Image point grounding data
------------------------------------------------
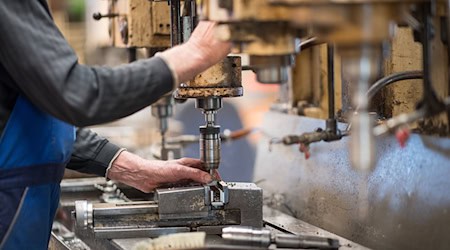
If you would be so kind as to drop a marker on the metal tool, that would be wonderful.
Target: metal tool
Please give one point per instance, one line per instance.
(163, 110)
(264, 238)
(197, 208)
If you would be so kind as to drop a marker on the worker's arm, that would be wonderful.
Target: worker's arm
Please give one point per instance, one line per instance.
(42, 64)
(94, 154)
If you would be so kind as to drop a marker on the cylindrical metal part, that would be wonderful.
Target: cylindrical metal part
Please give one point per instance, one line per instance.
(210, 146)
(210, 103)
(362, 66)
(247, 236)
(83, 213)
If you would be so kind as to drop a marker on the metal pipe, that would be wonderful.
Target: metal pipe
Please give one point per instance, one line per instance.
(330, 62)
(175, 22)
(132, 54)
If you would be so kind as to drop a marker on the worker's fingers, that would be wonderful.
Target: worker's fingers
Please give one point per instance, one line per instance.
(217, 175)
(190, 162)
(180, 172)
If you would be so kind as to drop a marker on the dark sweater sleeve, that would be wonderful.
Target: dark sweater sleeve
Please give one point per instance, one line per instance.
(46, 70)
(92, 153)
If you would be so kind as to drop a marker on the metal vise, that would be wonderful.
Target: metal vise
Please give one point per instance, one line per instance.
(184, 209)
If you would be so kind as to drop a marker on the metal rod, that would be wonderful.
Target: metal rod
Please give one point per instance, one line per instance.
(330, 62)
(132, 54)
(175, 22)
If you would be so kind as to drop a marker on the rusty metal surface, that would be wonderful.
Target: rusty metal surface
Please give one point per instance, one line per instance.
(405, 203)
(183, 93)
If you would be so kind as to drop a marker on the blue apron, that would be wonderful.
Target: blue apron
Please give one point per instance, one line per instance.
(34, 149)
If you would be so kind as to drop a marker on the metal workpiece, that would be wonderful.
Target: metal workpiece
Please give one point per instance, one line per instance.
(216, 194)
(264, 238)
(163, 110)
(221, 80)
(206, 208)
(210, 146)
(362, 67)
(83, 213)
(179, 203)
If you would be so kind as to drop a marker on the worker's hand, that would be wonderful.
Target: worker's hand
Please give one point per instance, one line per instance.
(146, 175)
(204, 42)
(202, 51)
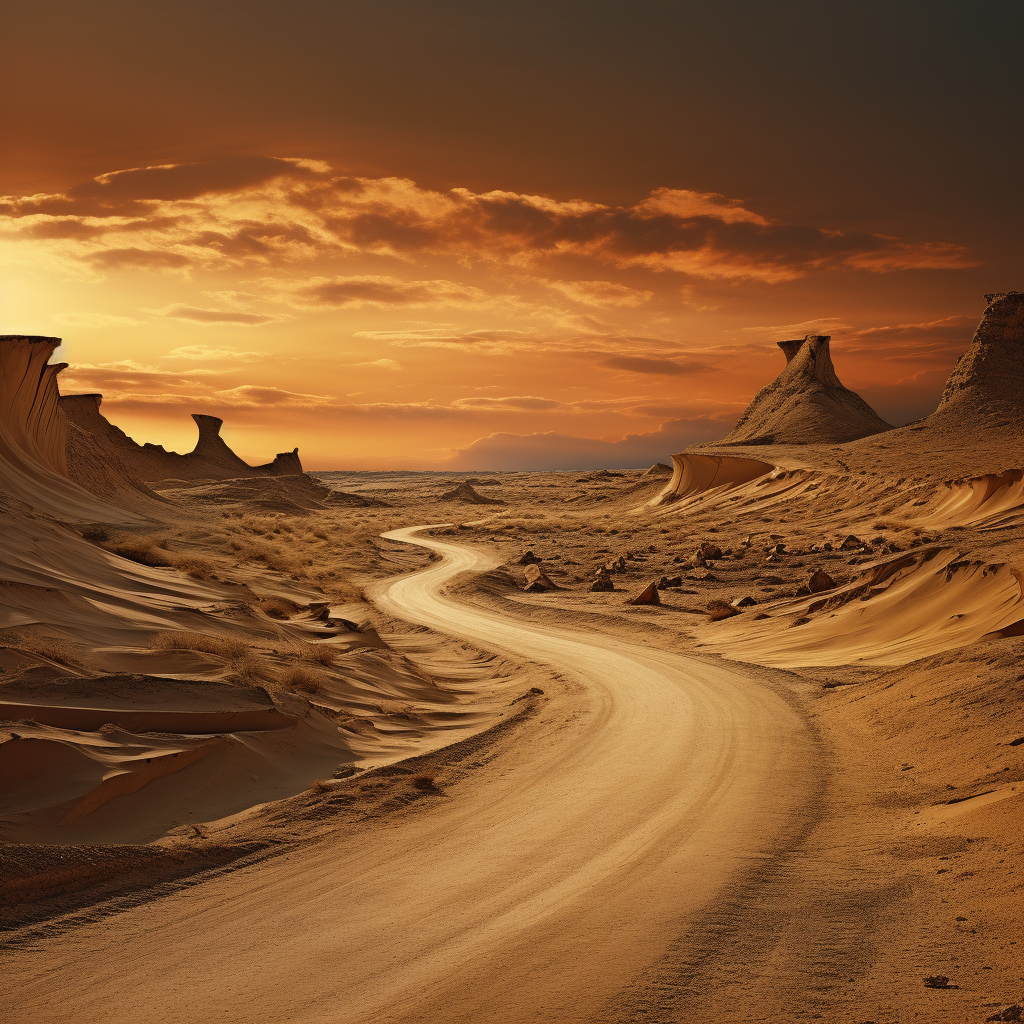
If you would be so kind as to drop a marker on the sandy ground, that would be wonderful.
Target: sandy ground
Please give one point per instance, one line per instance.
(399, 747)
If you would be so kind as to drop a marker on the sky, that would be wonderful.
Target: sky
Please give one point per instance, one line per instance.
(521, 236)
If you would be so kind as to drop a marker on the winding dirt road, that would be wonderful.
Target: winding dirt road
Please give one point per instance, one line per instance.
(555, 877)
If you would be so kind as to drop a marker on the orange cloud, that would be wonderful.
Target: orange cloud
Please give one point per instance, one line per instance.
(267, 210)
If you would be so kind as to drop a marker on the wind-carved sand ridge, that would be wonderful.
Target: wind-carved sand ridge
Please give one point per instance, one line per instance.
(786, 787)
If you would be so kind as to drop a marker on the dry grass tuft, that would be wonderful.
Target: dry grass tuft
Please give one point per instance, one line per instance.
(198, 568)
(278, 607)
(248, 668)
(31, 641)
(317, 653)
(144, 550)
(202, 642)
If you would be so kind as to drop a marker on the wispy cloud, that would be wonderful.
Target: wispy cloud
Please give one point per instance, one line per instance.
(278, 212)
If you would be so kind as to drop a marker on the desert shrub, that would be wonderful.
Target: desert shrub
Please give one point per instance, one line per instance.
(32, 641)
(317, 653)
(202, 642)
(248, 669)
(198, 568)
(144, 550)
(721, 609)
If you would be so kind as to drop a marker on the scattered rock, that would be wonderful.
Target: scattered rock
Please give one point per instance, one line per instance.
(648, 595)
(538, 581)
(721, 609)
(1013, 1013)
(938, 981)
(820, 581)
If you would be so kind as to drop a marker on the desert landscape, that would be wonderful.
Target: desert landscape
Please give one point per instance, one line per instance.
(736, 738)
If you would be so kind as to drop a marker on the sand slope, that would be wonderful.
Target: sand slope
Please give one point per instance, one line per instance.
(540, 891)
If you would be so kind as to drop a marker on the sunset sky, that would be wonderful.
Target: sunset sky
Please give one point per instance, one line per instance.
(411, 233)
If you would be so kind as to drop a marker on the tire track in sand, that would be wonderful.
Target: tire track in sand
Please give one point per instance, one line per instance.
(553, 878)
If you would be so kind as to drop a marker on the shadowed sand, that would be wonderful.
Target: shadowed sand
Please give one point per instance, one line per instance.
(738, 739)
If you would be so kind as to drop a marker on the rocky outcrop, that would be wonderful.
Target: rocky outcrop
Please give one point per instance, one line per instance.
(211, 459)
(806, 403)
(466, 493)
(45, 462)
(990, 373)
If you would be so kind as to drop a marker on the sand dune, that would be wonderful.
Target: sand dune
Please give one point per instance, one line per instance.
(897, 610)
(257, 724)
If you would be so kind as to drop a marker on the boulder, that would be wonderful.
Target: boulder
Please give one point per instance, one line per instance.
(648, 595)
(820, 581)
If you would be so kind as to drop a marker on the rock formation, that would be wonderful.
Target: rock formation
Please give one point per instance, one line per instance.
(806, 403)
(45, 462)
(990, 374)
(466, 493)
(211, 459)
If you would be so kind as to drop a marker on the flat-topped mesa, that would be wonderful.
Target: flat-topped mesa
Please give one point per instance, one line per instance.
(806, 403)
(212, 450)
(990, 373)
(211, 459)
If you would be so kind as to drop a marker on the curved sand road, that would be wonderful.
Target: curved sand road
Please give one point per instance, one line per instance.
(546, 883)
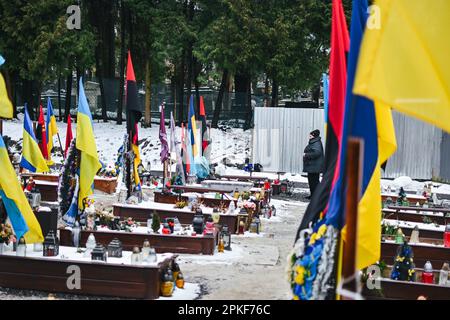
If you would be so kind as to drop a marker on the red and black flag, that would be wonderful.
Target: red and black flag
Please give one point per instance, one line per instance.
(134, 115)
(340, 46)
(205, 138)
(41, 134)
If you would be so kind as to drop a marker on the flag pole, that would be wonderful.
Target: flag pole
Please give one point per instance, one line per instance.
(354, 175)
(60, 145)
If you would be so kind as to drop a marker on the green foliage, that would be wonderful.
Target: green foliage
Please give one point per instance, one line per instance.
(156, 222)
(283, 40)
(36, 42)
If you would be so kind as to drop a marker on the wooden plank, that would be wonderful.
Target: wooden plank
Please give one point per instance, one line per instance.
(209, 202)
(161, 243)
(200, 189)
(185, 217)
(392, 289)
(443, 210)
(409, 197)
(48, 190)
(96, 278)
(104, 184)
(437, 255)
(415, 217)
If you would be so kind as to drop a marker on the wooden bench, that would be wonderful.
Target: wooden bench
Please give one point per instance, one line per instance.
(437, 255)
(161, 242)
(97, 278)
(142, 214)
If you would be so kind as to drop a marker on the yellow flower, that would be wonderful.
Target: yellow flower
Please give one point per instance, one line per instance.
(322, 230)
(313, 239)
(300, 277)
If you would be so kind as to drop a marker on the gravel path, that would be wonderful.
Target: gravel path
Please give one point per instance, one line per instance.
(254, 269)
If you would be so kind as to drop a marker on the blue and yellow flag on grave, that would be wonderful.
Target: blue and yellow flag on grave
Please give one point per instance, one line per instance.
(52, 128)
(373, 124)
(22, 218)
(89, 164)
(32, 158)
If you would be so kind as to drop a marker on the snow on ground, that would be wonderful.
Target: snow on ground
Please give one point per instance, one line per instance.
(414, 186)
(191, 291)
(232, 144)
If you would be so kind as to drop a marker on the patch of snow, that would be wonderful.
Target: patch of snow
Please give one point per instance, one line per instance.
(190, 292)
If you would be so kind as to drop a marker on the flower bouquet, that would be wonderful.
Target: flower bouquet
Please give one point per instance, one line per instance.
(180, 204)
(108, 171)
(107, 218)
(6, 235)
(250, 207)
(129, 224)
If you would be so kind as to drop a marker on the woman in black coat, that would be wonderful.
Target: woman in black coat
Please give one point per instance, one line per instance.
(313, 160)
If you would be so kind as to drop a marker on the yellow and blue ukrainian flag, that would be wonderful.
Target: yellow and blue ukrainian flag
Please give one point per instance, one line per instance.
(6, 107)
(22, 218)
(32, 158)
(373, 124)
(192, 129)
(404, 62)
(52, 128)
(89, 164)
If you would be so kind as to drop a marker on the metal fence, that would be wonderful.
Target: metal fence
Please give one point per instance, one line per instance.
(280, 135)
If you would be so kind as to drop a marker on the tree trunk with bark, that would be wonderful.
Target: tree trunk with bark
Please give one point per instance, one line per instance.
(181, 90)
(59, 98)
(148, 95)
(121, 62)
(249, 116)
(274, 102)
(218, 108)
(68, 96)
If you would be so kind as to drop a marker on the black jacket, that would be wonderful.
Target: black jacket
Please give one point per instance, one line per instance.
(313, 161)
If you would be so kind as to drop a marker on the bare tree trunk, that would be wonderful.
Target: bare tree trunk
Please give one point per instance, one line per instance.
(226, 96)
(68, 96)
(197, 69)
(59, 98)
(99, 68)
(274, 102)
(218, 108)
(121, 63)
(249, 116)
(148, 95)
(266, 92)
(181, 90)
(189, 76)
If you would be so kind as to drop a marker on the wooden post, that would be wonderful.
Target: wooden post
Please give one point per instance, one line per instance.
(164, 173)
(354, 175)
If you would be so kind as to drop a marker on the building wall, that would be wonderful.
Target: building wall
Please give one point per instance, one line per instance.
(281, 134)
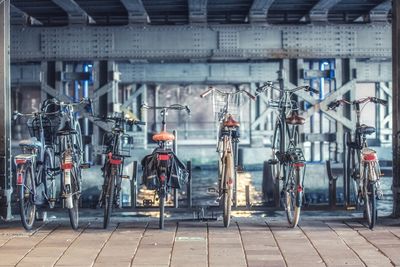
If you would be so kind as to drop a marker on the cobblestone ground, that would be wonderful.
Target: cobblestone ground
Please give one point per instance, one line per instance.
(251, 241)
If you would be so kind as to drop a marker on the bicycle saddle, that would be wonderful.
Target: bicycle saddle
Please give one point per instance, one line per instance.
(230, 122)
(365, 129)
(30, 143)
(66, 129)
(163, 136)
(295, 119)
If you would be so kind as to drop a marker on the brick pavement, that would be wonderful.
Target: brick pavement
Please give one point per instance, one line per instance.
(256, 241)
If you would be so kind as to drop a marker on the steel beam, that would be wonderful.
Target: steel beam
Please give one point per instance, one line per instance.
(19, 17)
(259, 10)
(76, 14)
(136, 11)
(5, 113)
(199, 43)
(396, 106)
(380, 12)
(320, 11)
(197, 11)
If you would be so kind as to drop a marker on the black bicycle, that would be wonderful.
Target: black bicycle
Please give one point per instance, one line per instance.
(362, 162)
(288, 163)
(162, 170)
(116, 147)
(35, 166)
(70, 153)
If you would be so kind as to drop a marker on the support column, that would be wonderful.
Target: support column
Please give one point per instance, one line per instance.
(396, 106)
(5, 113)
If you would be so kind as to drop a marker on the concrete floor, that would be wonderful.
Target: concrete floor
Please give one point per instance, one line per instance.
(320, 240)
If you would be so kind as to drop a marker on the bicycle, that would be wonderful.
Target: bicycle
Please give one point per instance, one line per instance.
(228, 139)
(362, 162)
(116, 147)
(288, 163)
(69, 143)
(35, 167)
(162, 170)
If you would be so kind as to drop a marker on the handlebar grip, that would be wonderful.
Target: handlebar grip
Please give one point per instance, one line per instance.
(312, 90)
(206, 93)
(379, 101)
(250, 95)
(333, 105)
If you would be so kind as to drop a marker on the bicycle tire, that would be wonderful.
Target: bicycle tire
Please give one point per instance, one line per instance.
(75, 187)
(50, 184)
(27, 207)
(292, 197)
(370, 204)
(108, 200)
(227, 193)
(162, 209)
(276, 169)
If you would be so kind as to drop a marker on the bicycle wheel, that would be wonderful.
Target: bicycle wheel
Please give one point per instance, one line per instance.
(227, 189)
(370, 200)
(292, 198)
(49, 179)
(75, 191)
(162, 196)
(108, 200)
(276, 166)
(27, 207)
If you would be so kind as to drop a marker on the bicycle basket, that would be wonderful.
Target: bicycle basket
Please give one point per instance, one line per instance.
(124, 147)
(50, 128)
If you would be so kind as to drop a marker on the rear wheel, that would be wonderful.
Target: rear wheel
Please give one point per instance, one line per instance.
(75, 191)
(292, 198)
(27, 207)
(108, 200)
(276, 166)
(49, 180)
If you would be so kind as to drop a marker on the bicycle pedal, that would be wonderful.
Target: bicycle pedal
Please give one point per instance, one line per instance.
(85, 166)
(273, 161)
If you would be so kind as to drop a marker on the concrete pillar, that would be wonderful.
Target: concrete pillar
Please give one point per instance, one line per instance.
(5, 112)
(396, 105)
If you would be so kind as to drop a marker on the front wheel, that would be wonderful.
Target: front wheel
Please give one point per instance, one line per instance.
(227, 190)
(293, 197)
(27, 206)
(75, 191)
(370, 204)
(108, 200)
(162, 209)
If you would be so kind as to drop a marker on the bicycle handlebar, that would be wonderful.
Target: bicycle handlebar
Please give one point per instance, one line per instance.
(119, 119)
(269, 85)
(212, 89)
(173, 107)
(334, 104)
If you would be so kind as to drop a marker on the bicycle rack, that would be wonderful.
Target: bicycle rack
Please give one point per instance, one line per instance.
(332, 185)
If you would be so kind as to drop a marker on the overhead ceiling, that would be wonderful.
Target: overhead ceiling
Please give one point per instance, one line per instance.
(173, 12)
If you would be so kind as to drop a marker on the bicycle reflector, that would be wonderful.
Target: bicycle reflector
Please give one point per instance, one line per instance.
(20, 178)
(163, 157)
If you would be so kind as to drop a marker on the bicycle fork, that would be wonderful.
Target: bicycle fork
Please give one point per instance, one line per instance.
(66, 167)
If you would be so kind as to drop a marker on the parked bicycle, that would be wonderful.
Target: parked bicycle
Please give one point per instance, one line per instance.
(162, 170)
(288, 163)
(70, 153)
(35, 166)
(226, 105)
(117, 146)
(362, 162)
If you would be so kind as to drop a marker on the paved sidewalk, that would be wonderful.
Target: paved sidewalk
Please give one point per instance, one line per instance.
(318, 241)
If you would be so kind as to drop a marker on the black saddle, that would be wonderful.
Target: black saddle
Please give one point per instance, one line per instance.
(366, 130)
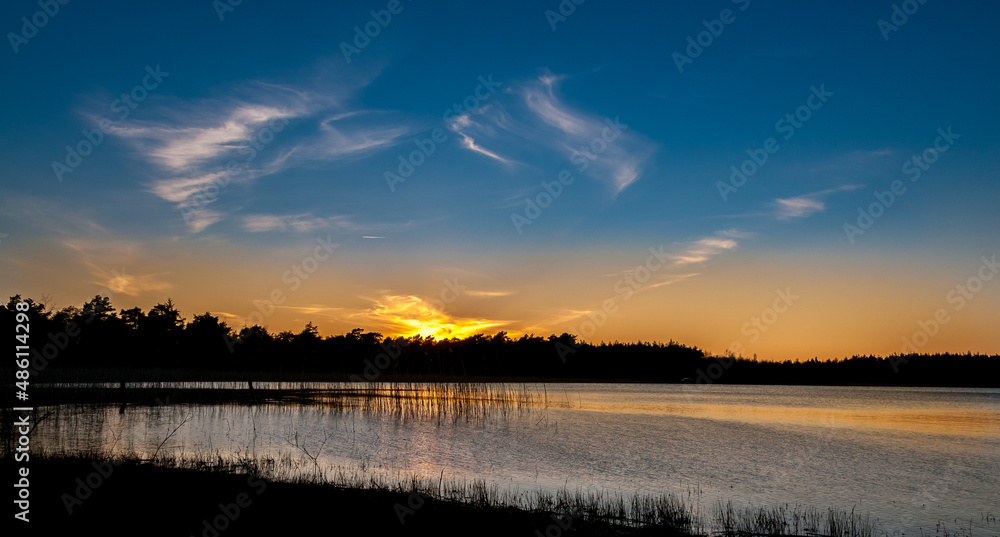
------------------------------------------------
**Try it**
Work out the number of lines in the records that contain the string "coat". Nothing but that number should be sent back.

**Result of this task**
2